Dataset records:
<<<<
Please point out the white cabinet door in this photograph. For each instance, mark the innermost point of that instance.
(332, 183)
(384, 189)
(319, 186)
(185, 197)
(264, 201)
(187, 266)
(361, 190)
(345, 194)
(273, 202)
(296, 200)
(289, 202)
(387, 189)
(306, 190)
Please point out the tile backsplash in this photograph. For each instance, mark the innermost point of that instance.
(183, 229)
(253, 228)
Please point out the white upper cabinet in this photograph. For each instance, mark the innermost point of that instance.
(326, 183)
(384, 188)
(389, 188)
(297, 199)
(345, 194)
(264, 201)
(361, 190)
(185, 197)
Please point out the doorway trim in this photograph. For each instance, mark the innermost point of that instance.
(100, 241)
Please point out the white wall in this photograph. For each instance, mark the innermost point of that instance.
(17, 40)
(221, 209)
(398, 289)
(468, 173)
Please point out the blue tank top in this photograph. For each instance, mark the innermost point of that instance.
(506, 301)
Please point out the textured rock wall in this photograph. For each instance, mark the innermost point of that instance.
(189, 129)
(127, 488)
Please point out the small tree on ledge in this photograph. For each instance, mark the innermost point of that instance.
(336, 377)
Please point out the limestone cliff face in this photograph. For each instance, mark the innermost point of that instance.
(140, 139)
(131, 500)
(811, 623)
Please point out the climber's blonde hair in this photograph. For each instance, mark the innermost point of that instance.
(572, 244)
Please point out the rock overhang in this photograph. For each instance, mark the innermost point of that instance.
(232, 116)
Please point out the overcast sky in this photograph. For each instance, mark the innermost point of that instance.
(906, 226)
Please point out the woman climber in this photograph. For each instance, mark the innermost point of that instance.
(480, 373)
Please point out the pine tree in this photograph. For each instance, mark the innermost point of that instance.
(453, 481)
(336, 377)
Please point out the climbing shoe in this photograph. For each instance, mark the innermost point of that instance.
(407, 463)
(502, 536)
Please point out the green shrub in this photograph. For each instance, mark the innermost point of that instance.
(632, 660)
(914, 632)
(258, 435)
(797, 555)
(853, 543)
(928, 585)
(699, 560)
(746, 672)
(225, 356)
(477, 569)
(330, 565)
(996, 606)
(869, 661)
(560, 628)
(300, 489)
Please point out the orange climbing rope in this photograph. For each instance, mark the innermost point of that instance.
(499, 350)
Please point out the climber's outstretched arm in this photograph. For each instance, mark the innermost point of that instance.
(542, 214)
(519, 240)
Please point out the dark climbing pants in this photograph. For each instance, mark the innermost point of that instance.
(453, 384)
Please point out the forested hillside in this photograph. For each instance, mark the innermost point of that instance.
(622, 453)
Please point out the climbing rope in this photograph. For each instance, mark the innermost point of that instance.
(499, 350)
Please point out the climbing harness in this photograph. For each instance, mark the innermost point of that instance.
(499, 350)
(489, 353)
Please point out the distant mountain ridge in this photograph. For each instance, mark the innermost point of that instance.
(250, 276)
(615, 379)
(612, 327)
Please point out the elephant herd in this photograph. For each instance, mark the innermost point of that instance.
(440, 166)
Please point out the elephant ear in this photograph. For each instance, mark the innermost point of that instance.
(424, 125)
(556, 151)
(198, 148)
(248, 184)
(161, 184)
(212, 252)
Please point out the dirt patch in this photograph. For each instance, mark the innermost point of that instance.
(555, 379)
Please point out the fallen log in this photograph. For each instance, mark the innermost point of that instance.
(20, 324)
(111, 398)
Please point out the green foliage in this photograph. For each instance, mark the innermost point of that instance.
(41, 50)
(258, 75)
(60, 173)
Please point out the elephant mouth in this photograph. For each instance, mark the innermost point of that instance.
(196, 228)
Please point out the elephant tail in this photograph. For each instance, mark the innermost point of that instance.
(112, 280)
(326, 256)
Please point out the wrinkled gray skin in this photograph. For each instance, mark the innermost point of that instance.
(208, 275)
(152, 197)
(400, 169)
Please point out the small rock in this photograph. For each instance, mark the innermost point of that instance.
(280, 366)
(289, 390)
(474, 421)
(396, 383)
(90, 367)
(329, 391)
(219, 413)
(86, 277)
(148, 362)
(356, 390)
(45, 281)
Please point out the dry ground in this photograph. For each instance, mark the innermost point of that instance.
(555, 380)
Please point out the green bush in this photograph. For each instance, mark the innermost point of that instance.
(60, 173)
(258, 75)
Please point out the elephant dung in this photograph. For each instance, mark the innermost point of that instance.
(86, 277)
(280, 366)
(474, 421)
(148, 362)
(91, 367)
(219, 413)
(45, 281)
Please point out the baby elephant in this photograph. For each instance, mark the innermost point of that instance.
>>>>
Required work ->
Output the lines from the one with "Please point out the elephant dung" to the final line of the entries above, exactly as they stand, please, and nothing else.

Finished task ->
Please point out the elephant dung in this photograph. For each instance, mark the innermost point of that instance.
(86, 277)
(280, 366)
(474, 421)
(148, 362)
(91, 367)
(219, 413)
(45, 281)
Please point out the baby elephant in this photograph. For each instance, mark the innermost point of that instance.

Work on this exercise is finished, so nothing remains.